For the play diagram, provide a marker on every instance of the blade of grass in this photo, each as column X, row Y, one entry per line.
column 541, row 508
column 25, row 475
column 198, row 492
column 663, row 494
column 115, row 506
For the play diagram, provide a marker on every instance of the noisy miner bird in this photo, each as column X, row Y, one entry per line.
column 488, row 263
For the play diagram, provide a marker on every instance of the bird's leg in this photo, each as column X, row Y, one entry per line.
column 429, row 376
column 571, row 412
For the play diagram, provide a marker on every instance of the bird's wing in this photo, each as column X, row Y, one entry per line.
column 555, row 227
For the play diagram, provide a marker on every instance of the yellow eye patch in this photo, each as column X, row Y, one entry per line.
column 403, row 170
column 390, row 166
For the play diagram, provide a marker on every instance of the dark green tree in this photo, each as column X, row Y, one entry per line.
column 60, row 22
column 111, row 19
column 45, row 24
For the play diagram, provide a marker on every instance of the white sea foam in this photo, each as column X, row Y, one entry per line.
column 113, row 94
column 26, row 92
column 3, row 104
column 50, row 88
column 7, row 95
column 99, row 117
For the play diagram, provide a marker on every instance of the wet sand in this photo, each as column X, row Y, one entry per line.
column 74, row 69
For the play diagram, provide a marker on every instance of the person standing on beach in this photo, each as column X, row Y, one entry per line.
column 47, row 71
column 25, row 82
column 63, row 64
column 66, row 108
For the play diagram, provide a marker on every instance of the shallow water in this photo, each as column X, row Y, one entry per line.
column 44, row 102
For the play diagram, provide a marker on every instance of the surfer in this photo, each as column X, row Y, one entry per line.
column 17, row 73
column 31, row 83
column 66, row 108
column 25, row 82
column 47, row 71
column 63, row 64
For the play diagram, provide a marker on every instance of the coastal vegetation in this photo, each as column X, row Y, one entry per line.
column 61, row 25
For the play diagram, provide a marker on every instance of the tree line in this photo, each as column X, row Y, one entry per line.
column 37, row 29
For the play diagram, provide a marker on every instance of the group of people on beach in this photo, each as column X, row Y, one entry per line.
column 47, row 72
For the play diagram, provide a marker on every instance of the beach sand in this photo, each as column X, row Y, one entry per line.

THE REQUEST
Rewrite every line of the items above as a JSON list of strings, one string per line, skipping any blank lines.

FINISHED EXERCISE
[
  "For the play diagram, provide a marker on every instance of the blade of grass in this photo, each as column X, row Y, one entry per line.",
  "column 541, row 508",
  "column 25, row 475",
  "column 198, row 492",
  "column 663, row 494",
  "column 115, row 506",
  "For the play diagram, provide a marker on every instance of the noisy miner bird in this photo, each as column X, row Y, one entry per line.",
  "column 488, row 263",
  "For the play diagram, provide a marker on every instance of the bird's leg in this photo, each as column X, row Y, one entry per line.",
  "column 429, row 376",
  "column 571, row 412",
  "For the play diagram, provide a marker on every instance of the bird's wing in this photo, each as column X, row Y, one entry per line.",
  "column 555, row 227",
  "For the play diagram, provide a marker on every instance of the yellow eye patch in this photo, each as column X, row Y, one entry per line.",
  "column 403, row 170",
  "column 390, row 166",
  "For the play diagram, provide a marker on every instance of the dark green tree in this photo, each as column X, row Y, one entry per line.",
  "column 60, row 22",
  "column 111, row 19",
  "column 45, row 24",
  "For the play diagram, provide a marker on every instance of the white sea foam in this photo, each as column X, row Y, one entry per line.",
  "column 113, row 94",
  "column 26, row 92",
  "column 3, row 104",
  "column 50, row 88",
  "column 7, row 95",
  "column 99, row 117",
  "For the play diagram, provide a marker on every instance of the wet sand in this photo, each as column X, row Y, one entry per line.",
  "column 74, row 69",
  "For the play diagram, provide a marker on every instance of the person standing on beach in this photo, each as column X, row Y, one entry per line.",
  "column 47, row 71",
  "column 25, row 82",
  "column 63, row 64",
  "column 66, row 108",
  "For the play diagram, provide a marker on every instance of the shallow water in this photo, each as column X, row Y, one entry per line.",
  "column 44, row 102",
  "For the play diagram, provide a marker on every instance of the surfer in this photo, each as column X, row Y, one entry per line.",
  "column 17, row 73",
  "column 31, row 83",
  "column 66, row 108",
  "column 25, row 82",
  "column 47, row 71",
  "column 63, row 64",
  "For the play diagram, provide a marker on every instance of the coastal vegetation in this photo, each as column X, row Y, one entry per line.",
  "column 61, row 25",
  "For the play diagram, provide a marker on every instance of the tree line in this photo, each as column X, row Y, one entry per line.",
  "column 37, row 29",
  "For the play diagram, provide a marker on every instance of the group of people on beach in this photo, each as column X, row Y, one entry per line.",
  "column 47, row 72",
  "For the play diagram, provide a marker on every instance of the beach sand in this photo, each as column X, row Y, one entry per line."
]